■ **ASSIGNMENT**
Among the records below, find the lines that contain "shirt" and copy each of them.

■ **DATA SHOWN**
=== Section Start ===
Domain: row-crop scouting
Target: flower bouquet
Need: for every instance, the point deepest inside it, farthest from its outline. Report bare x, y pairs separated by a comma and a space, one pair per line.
=== Section End ===
=== Section Start ===
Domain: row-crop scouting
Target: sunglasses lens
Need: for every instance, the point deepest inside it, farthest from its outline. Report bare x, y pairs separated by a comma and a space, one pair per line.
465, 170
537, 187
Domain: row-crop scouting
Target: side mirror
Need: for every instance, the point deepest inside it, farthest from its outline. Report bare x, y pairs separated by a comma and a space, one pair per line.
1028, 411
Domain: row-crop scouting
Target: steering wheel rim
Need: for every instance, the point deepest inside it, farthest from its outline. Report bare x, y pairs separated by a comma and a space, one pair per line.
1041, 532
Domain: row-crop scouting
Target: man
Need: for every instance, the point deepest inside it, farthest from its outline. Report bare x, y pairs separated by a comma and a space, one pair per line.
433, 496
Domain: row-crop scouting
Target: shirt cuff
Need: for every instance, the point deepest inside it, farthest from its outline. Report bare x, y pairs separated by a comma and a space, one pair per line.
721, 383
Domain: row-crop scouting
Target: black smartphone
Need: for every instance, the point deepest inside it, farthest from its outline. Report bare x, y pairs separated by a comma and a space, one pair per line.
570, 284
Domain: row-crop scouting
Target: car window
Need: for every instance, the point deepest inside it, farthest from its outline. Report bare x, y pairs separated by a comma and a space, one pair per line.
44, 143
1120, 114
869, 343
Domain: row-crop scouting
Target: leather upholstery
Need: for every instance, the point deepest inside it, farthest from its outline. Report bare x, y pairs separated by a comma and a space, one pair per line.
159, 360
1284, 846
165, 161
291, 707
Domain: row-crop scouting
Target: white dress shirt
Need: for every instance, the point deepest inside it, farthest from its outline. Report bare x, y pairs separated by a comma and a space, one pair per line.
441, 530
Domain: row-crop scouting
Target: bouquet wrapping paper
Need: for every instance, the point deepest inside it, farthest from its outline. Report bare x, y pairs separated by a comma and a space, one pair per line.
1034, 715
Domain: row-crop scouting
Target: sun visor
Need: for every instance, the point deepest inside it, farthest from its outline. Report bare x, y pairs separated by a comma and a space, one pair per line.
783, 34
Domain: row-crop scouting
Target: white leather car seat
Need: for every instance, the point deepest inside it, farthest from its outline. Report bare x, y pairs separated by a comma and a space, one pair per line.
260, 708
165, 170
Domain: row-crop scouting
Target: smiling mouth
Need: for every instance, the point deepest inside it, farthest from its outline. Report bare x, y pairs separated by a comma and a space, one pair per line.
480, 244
=== Section End ===
■ **WRITTEN SOLUTION**
Target: shirt cuff
Target: white dress shirt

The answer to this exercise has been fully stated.